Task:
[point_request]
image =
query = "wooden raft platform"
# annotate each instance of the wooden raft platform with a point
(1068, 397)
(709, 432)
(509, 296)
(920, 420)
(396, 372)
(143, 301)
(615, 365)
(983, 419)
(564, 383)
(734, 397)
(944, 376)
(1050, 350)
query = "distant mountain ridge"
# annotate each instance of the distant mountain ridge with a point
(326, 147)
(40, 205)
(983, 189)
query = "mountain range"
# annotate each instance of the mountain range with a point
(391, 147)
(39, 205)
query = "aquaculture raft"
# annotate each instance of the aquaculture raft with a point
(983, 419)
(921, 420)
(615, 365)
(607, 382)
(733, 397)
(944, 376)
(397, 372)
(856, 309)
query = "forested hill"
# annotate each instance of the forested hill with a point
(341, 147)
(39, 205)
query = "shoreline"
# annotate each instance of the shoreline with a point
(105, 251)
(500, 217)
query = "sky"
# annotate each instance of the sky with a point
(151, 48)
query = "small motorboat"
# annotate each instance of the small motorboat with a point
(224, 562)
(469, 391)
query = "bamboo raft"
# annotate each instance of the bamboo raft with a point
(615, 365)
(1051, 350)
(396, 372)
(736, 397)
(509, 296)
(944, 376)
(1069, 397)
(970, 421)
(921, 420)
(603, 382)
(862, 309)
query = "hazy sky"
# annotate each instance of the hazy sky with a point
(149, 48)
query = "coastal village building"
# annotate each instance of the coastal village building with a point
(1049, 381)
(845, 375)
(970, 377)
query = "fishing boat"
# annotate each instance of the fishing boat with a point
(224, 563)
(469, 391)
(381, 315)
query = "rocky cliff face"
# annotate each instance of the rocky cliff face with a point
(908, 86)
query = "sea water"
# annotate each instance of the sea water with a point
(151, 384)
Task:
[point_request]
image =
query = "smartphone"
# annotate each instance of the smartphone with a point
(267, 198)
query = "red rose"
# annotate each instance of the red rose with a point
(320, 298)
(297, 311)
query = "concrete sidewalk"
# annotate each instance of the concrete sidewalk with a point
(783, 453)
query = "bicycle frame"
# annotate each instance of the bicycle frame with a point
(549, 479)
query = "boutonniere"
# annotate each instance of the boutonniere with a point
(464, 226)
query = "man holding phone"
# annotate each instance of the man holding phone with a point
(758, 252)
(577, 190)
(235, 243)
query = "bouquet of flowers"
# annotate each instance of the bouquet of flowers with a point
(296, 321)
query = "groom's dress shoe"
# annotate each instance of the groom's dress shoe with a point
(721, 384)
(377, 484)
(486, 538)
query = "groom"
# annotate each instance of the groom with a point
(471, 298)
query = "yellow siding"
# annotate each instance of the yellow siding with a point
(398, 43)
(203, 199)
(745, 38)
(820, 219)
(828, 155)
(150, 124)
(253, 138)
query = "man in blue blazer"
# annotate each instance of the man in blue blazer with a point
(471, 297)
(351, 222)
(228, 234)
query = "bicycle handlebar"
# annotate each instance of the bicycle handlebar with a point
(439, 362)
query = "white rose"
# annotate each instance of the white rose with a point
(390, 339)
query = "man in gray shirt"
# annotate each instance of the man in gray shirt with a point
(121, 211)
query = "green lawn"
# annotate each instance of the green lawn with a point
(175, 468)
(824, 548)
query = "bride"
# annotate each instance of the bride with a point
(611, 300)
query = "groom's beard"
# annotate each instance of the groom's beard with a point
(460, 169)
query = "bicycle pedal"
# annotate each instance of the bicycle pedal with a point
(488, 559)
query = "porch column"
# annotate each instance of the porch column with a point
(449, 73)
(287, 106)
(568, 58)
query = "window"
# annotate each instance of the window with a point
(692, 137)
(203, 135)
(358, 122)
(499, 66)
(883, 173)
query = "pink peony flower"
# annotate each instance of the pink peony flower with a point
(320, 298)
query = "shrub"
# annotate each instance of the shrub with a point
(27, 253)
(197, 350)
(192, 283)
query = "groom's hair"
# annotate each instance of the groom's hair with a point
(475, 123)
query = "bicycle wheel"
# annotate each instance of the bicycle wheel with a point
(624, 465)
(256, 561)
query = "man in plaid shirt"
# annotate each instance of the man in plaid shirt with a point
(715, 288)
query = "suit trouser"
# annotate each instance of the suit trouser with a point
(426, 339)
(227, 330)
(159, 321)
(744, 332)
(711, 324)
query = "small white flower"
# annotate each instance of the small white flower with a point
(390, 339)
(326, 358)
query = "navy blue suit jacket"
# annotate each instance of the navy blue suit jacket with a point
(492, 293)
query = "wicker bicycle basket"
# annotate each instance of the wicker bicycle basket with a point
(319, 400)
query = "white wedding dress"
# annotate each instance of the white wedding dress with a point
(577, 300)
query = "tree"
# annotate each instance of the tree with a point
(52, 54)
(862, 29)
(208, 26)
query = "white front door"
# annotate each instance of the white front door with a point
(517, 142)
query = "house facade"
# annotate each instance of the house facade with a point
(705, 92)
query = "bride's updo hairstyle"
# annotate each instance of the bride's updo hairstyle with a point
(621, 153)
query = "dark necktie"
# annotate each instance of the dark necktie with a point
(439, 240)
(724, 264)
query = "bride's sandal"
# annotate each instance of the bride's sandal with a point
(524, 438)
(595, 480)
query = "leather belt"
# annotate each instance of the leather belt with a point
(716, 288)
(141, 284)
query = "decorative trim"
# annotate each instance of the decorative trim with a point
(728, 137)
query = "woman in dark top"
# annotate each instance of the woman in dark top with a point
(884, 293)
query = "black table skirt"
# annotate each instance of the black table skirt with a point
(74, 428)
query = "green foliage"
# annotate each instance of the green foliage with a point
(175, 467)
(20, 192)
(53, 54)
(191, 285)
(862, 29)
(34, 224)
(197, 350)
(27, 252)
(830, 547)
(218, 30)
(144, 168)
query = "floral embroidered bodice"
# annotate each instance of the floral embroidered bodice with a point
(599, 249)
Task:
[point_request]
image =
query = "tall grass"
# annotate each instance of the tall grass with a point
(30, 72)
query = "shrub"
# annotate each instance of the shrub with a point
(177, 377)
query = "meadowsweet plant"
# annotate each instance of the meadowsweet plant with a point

= = = = = = =

**The request:**
Please restate the whole listing word for word.

**Response to the exercise:**
Task:
[point_request]
image =
query = "wooden raft platform"
# annotate each instance of the wooden raft platform with a point
(1068, 397)
(709, 432)
(509, 296)
(920, 420)
(396, 372)
(143, 301)
(615, 365)
(983, 419)
(564, 383)
(734, 397)
(944, 376)
(1050, 350)
query = "distant mountain ridge"
# annotate each instance of the distant mountain ridge with a point
(326, 147)
(40, 205)
(983, 189)
query = "mountain range"
# annotate each instance of the mountain range with a point
(391, 147)
(39, 205)
query = "aquaculture raft"
# annotate each instance of the aquaculture raft with a point
(983, 419)
(921, 420)
(615, 365)
(607, 382)
(733, 397)
(944, 376)
(397, 372)
(856, 309)
query = "forested hill"
# annotate each instance of the forested hill with a point
(341, 147)
(39, 205)
query = "shoreline"
# annotate each instance of the shoreline with a point
(105, 251)
(500, 217)
query = "sky"
# annotate each instance of the sky with a point
(151, 48)
query = "small motorboat"
# annotate each instance of the small motorboat with a point
(224, 562)
(469, 391)
query = "bamboo raft"
# annotate each instance of the bamboo raft with a point
(615, 365)
(1051, 350)
(396, 372)
(736, 397)
(509, 296)
(944, 376)
(1069, 397)
(970, 421)
(921, 420)
(603, 382)
(862, 309)
query = "hazy sky"
# annotate each instance of the hazy sky with a point
(149, 48)
query = "coastal village building"
# annotate each instance of the coastal village building with a point
(1049, 381)
(845, 375)
(970, 377)
query = "fishing boat"
# annotate each instance of the fishing boat with a point
(224, 563)
(469, 391)
(381, 315)
query = "rocky cliff face"
# annotate each instance of the rocky cliff face with a point
(908, 86)
query = "sea water"
# annotate each instance of the sea water with a point
(151, 384)
Task:
[point_request]
image =
query = "smartphone"
# annotate each instance of the smartphone with a point
(267, 198)
query = "red rose"
# annotate each instance of the red rose with a point
(320, 298)
(297, 311)
query = "concrete sidewalk"
# annotate each instance of the concrete sidewalk with a point
(783, 453)
query = "bicycle frame"
# annotate each instance of the bicycle frame with a point
(549, 479)
query = "boutonniere"
# annotate each instance of the boutonniere with a point
(464, 226)
query = "man holding phone"
# annotate each instance of the man holding phone with a point
(758, 252)
(577, 190)
(235, 243)
query = "bouquet of flowers"
# annotate each instance of the bouquet of flowers with a point
(296, 321)
query = "groom's dress shoe"
# annotate each instance of the groom's dress shoe with a point
(721, 384)
(377, 484)
(486, 538)
query = "groom"
# annotate each instance of the groom with a point
(471, 298)
query = "yellow siding"
# annotate each instance of the yellow siding with a point
(398, 43)
(203, 199)
(745, 38)
(820, 219)
(828, 155)
(150, 124)
(253, 138)
query = "man in blue blazer"
# annotate each instance of the man in blue blazer with a point
(471, 297)
(351, 222)
(228, 234)
query = "bicycle handlebar"
# annotate each instance of the bicycle handlebar with a point
(439, 362)
query = "white rose"
# annotate each instance of the white rose with a point
(390, 339)
query = "man in gray shirt"
# annotate each instance of the man in gray shirt with a point
(121, 211)
query = "green lawn"
# annotate each instance of the green lawn with a point
(175, 468)
(824, 548)
query = "bride"
# annotate each instance of the bride with a point
(611, 300)
query = "groom's beard"
# annotate each instance of the groom's beard with a point
(460, 169)
query = "bicycle pedal"
# annotate each instance of the bicycle pedal with a point
(488, 559)
query = "porch column"
# annotate each instance of the porch column with a point
(449, 73)
(287, 106)
(568, 58)
query = "window"
# annotate each instance of the window with a point
(692, 137)
(203, 135)
(358, 122)
(499, 66)
(883, 173)
query = "pink peony flower"
# annotate each instance of the pink peony flower with a point
(320, 298)
query = "shrub"
# annotate each instance of the shrub with a point
(27, 253)
(197, 350)
(192, 283)
query = "groom's hair"
# annotate each instance of the groom's hair with a point
(475, 123)
query = "bicycle wheel"
# annotate each instance of the bicycle wheel with a point
(624, 465)
(256, 561)
query = "man in plaid shirt"
# annotate each instance of the man in plaid shirt with a point
(715, 288)
query = "suit trouser"
# annotate each instance of the suit trouser with a point
(426, 339)
(227, 330)
(159, 321)
(744, 332)
(711, 324)
query = "small white flower"
# annotate each instance of the small white flower with a point
(390, 339)
(326, 358)
query = "navy blue suit jacket"
# annotate each instance of the navy blue suit jacket with a point
(492, 293)
query = "wicker bicycle basket"
# annotate each instance of the wicker bicycle basket with a point
(319, 400)
query = "white wedding dress"
# annotate each instance of the white wedding dress with a point
(577, 300)
query = "tree"
# annotate each instance of the tree with a point
(52, 54)
(862, 29)
(208, 26)
query = "white front door"
# annotate each instance of the white front door with a point
(517, 142)
query = "house facade"
# annotate each instance of the house facade with a point
(705, 92)
query = "bride's updo hairstyle"
# annotate each instance of the bride's updo hairstyle with a point
(621, 153)
query = "dark necktie"
# annotate each instance of the dark necktie with a point
(439, 240)
(724, 264)
query = "bride's sandal"
# annotate each instance of the bride's sandal with a point
(524, 438)
(595, 480)
query = "leather belt"
# annotate each instance of the leather belt with a point
(716, 288)
(141, 284)
query = "decorative trim"
# annotate each instance of the decorative trim with a point
(728, 137)
query = "woman in dark top"
# annotate each instance of the woman in dark top with a point
(884, 293)
query = "black table skirt"
# annotate each instance of the black table skirt with a point
(74, 428)
query = "green foliage"
# annotate each instance of the green foliage with a point
(175, 467)
(20, 192)
(53, 54)
(191, 285)
(862, 29)
(34, 224)
(197, 350)
(27, 252)
(830, 547)
(218, 30)
(144, 168)
query = "floral embroidered bodice"
# annotate each instance of the floral embroidered bodice with a point
(599, 249)
Task:
[point_request]
image =
query = "tall grass"
# annotate each instance of the tall grass with a point
(30, 72)
query = "shrub"
# annotate each instance of the shrub with a point
(177, 377)
query = "meadowsweet plant"
# annotate each instance of the meadowsweet plant with a point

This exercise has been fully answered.